Data records:
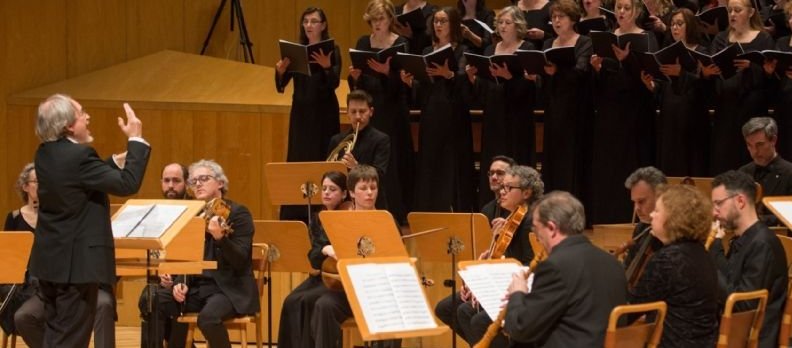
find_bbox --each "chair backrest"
[718,289,768,348]
[605,301,667,348]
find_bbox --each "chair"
[718,289,768,348]
[176,243,269,348]
[605,301,667,348]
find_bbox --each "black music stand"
[201,0,256,64]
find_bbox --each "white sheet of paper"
[347,262,437,333]
[458,263,523,321]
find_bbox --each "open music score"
[338,257,448,341]
[459,259,533,321]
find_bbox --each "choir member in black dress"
[641,8,710,176]
[393,0,437,54]
[542,0,594,197]
[275,7,341,221]
[764,1,792,158]
[515,0,554,48]
[465,6,536,202]
[347,0,415,224]
[0,163,38,336]
[629,185,718,347]
[275,7,341,162]
[584,0,657,224]
[457,0,495,54]
[278,172,351,348]
[702,0,775,173]
[401,7,474,211]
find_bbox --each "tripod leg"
[231,0,256,64]
[201,0,233,55]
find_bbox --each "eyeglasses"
[187,174,215,186]
[500,184,522,193]
[487,169,506,177]
[712,193,737,209]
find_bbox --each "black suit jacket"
[185,199,260,314]
[710,221,788,347]
[29,138,151,284]
[739,156,792,226]
[504,235,627,347]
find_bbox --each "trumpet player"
[328,90,390,209]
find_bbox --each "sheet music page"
[112,204,154,238]
[458,262,523,321]
[128,204,187,238]
[768,201,792,226]
[347,262,437,333]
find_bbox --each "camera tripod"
[201,0,256,64]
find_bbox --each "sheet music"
[347,262,437,333]
[458,262,523,321]
[113,204,187,238]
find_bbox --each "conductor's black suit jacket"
[29,138,151,284]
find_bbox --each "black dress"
[474,40,536,207]
[710,30,775,175]
[275,46,341,162]
[655,45,713,177]
[629,241,718,348]
[542,35,594,197]
[770,36,792,158]
[347,35,415,223]
[585,33,657,224]
[396,2,437,54]
[0,210,37,335]
[412,45,473,212]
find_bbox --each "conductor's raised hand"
[118,103,143,138]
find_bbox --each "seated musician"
[739,117,792,226]
[435,156,517,338]
[328,89,390,209]
[278,172,349,348]
[710,170,788,347]
[310,164,398,348]
[624,167,668,268]
[629,185,718,347]
[503,191,627,347]
[158,160,259,348]
[457,166,544,346]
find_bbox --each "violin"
[489,204,528,259]
[203,198,234,236]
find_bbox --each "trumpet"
[325,122,360,162]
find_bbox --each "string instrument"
[473,238,547,348]
[325,122,360,162]
[203,198,234,236]
[489,204,528,259]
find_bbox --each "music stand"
[407,212,492,347]
[201,0,256,64]
[264,162,347,226]
[0,231,33,313]
[253,220,311,347]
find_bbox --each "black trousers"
[38,280,99,348]
[157,280,238,348]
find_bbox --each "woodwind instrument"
[473,235,547,348]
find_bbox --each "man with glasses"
[457,166,544,347]
[152,160,259,348]
[709,170,788,347]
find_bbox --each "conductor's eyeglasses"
[187,174,215,186]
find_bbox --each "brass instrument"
[325,122,360,162]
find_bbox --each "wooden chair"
[605,301,667,348]
[177,243,269,348]
[718,289,768,348]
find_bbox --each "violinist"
[457,166,544,347]
[624,167,668,268]
[712,170,787,347]
[628,185,718,347]
[158,160,260,348]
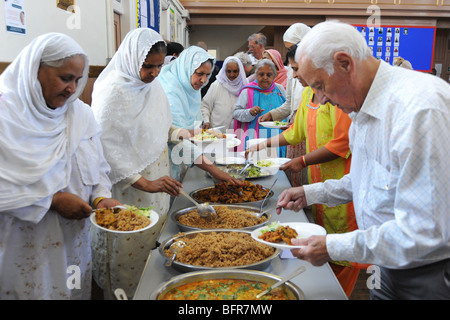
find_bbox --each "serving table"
[134,167,347,300]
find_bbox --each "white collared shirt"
[305,62,450,269]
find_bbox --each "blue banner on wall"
[136,0,160,32]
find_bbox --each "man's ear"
[334,51,353,72]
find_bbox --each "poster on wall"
[355,25,436,72]
[4,0,27,34]
[169,8,175,41]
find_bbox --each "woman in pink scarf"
[263,49,287,89]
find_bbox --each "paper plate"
[251,222,327,249]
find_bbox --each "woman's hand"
[280,157,303,173]
[277,187,307,214]
[145,176,183,197]
[177,129,194,140]
[250,106,264,117]
[50,192,93,220]
[258,112,273,122]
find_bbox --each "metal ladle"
[180,189,217,219]
[259,179,278,213]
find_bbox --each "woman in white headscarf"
[0,33,120,300]
[159,46,241,184]
[92,28,186,297]
[201,57,248,129]
[260,23,311,186]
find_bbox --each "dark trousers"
[370,259,450,300]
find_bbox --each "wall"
[0,0,110,66]
[189,26,264,61]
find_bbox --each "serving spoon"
[180,189,217,219]
[256,266,306,299]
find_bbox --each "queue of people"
[0,22,450,300]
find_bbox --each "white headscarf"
[92,28,172,184]
[0,33,89,211]
[216,56,248,96]
[283,23,311,44]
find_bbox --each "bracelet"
[92,197,106,209]
[300,156,307,168]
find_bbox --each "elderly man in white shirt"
[278,22,450,299]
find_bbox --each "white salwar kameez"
[201,57,248,129]
[92,29,176,298]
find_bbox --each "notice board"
[355,25,436,72]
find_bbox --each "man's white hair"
[295,21,372,76]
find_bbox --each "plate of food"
[190,129,227,144]
[255,158,291,174]
[158,229,281,272]
[252,222,326,249]
[259,121,289,129]
[190,180,274,206]
[215,157,245,166]
[219,164,273,179]
[90,205,159,233]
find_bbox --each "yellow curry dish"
[158,279,290,300]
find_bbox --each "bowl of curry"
[150,270,305,300]
[190,181,274,206]
[170,204,272,232]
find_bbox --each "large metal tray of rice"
[190,181,274,206]
[159,229,281,272]
[170,204,272,232]
[149,269,305,300]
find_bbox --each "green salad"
[256,160,275,167]
[245,167,268,178]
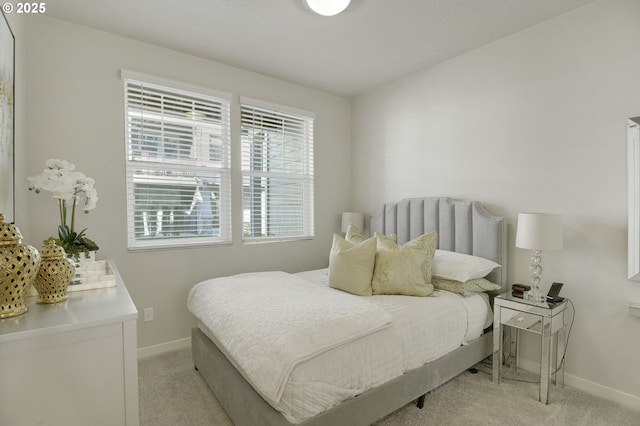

## Do this
Please arrange every line of the records above as a numbered list, omitting blank lines and leaving the pictures out.

## Answer for this exercise
1. find_bbox --each "chair backrest"
2. [718,289,768,348]
3. [605,301,667,348]
4. find_bbox --each "chair"
5. [718,289,768,348]
6. [176,243,269,348]
7. [605,301,667,348]
8. find_bbox --each "black music stand"
9. [201,0,256,64]
10. find_bbox --each "white sheet of paper"
11. [347,262,437,333]
12. [458,263,523,321]
13. find_bbox --each "open music score"
14. [338,257,448,341]
15. [459,259,533,321]
16. find_bbox --each "choir member in black dress"
17. [641,8,710,176]
18. [393,0,437,54]
19. [542,0,594,197]
20. [275,7,341,221]
21. [764,1,792,158]
22. [515,0,554,48]
23. [465,6,536,202]
24. [347,0,415,224]
25. [0,163,38,336]
26. [629,185,718,347]
27. [275,7,341,162]
28. [584,0,657,224]
29. [457,0,495,54]
30. [278,172,351,348]
31. [702,0,775,173]
32. [401,7,474,211]
33. find_bbox --each "tripod leg"
34. [231,0,256,64]
35. [201,0,233,55]
36. find_bbox --each "eyeglasses"
37. [187,174,215,186]
38. [500,184,522,193]
39. [487,169,506,177]
40. [712,193,737,209]
41. find_bbox --each "black suit jacket"
42. [185,199,260,314]
43. [710,221,788,347]
44. [29,138,151,284]
45. [739,156,792,226]
46. [504,235,627,347]
47. find_bbox --each "trumpet player"
48. [328,90,390,209]
49. find_bbox --each "sheet music page"
50. [112,204,154,238]
51. [458,262,523,321]
52. [128,204,187,238]
53. [768,201,792,226]
54. [347,262,437,333]
55. find_bbox --each "camera tripod"
56. [201,0,256,64]
57. find_bbox --each "sheet music"
58. [347,262,437,333]
59. [458,262,523,321]
60. [113,204,187,238]
61. find_bbox --each "conductor's black suit jacket"
62. [29,138,151,284]
63. find_bbox --each "black dress"
64. [474,40,536,207]
65. [710,30,775,175]
66. [275,46,341,162]
67. [655,45,713,177]
68. [629,241,718,348]
69. [542,35,594,197]
70. [770,36,792,158]
71. [347,35,415,223]
72. [585,33,657,224]
73. [396,2,437,54]
74. [0,210,37,335]
75. [412,45,473,212]
76. find_bbox --each "conductor's raised hand"
77. [118,103,143,138]
78. find_bbox --each "seated musician"
79. [739,117,792,226]
80. [435,156,517,338]
81. [328,89,390,209]
82. [278,172,349,348]
83. [710,170,788,347]
84. [310,164,398,348]
85. [624,167,668,268]
86. [629,185,718,347]
87. [503,191,627,347]
88. [158,160,259,348]
89. [457,166,544,346]
90. find_bbox --each "violin"
91. [489,204,528,259]
92. [203,198,234,236]
93. find_bbox --each "trumpet"
94. [325,122,360,162]
95. find_bbox --each "string instrument"
96. [473,238,547,348]
97. [325,122,360,162]
98. [203,198,234,236]
99. [489,204,528,259]
100. find_bbox --each "music stand"
101. [407,212,492,347]
102. [201,0,256,64]
103. [264,162,347,226]
104. [0,231,33,313]
105. [253,220,311,347]
106. find_bbox --each "black trousers"
107. [38,280,99,348]
108. [157,280,238,348]
109. find_bbox --each "woodwind instrument"
110. [473,235,547,348]
111. find_bbox --each "man with glasses"
112. [457,166,544,347]
113. [152,160,259,348]
114. [709,170,788,347]
115. find_bbox --each "conductor's eyeglasses"
116. [187,174,215,186]
117. find_bbox --each "brass instrument"
118. [325,122,360,162]
119. find_bbox --each "wooden chair"
120. [605,301,667,348]
121. [177,243,269,348]
122. [718,289,768,348]
123. find_bbox --each "violinist"
124. [457,166,544,347]
125. [624,167,668,268]
126. [712,170,787,347]
127. [628,185,718,347]
128. [158,160,260,348]
129. find_bbox --each "serving table"
130. [134,167,347,300]
131. find_bbox --each "white collared shirt"
132. [305,62,450,269]
133. find_bbox --each "blue banner on wall"
134. [136,0,160,32]
135. find_bbox --each "man's ear"
136. [334,51,353,72]
137. find_bbox --each "poster on wall"
138. [355,25,436,72]
139. [4,0,27,34]
140. [169,8,175,41]
141. find_bbox --each "woman in pink scarf"
142. [263,49,287,89]
143. find_bbox --each "paper plate"
144. [251,222,327,249]
145. find_bbox --each "woman's hand"
146. [280,157,303,173]
147. [277,187,307,214]
148. [145,176,183,197]
149. [177,129,194,140]
150. [250,106,264,117]
151. [50,192,93,220]
152. [258,112,273,122]
153. find_bbox --each "metal ladle"
154. [180,189,217,219]
155. [259,179,278,213]
156. find_bbox --each "woman in white headscarf"
157. [0,33,120,300]
158. [159,46,241,184]
159. [92,28,186,297]
160. [201,57,248,129]
161. [260,23,311,186]
162. find_bbox --each "dark trousers"
163. [370,259,450,300]
164. find_bbox --each "wall"
165. [0,0,110,66]
166. [189,26,264,61]
167. find_bbox --each "serving spoon"
168. [180,189,217,219]
169. [256,266,306,299]
170. find_bbox --each "queue of people"
171. [0,22,450,300]
172. find_bbox --each "white headscarf"
173. [92,28,172,184]
174. [0,33,89,211]
175. [216,56,248,96]
176. [283,23,311,44]
177. find_bbox --each "bracelet"
178. [92,197,106,209]
179. [300,156,307,168]
180. find_bbox --each "elderly man in white shirt"
181. [278,22,450,299]
182. find_bbox --each "white salwar kameez"
183. [201,57,248,129]
184. [92,29,176,298]
185. find_bbox --each "notice board"
186. [355,25,436,72]
187. find_bbox --each "man's white hair"
188. [295,21,372,76]
189. find_bbox --each "plate of food"
190. [190,129,227,144]
191. [255,158,291,174]
192. [158,229,281,272]
193. [252,222,326,249]
194. [259,121,289,129]
195. [190,180,274,206]
196. [215,157,245,166]
197. [219,164,273,179]
198. [90,205,159,233]
199. find_bbox --each "yellow curry dish"
200. [158,279,290,300]
201. find_bbox --each "bowl of curry"
202. [150,270,305,300]
203. [190,181,274,206]
204. [170,204,272,232]
205. find_bbox --each "large metal tray of rice"
206. [190,181,274,206]
207. [159,229,281,272]
208. [170,204,272,232]
209. [149,269,305,300]
210. find_bbox --each "green salad"
211. [256,160,275,167]
212. [245,167,268,178]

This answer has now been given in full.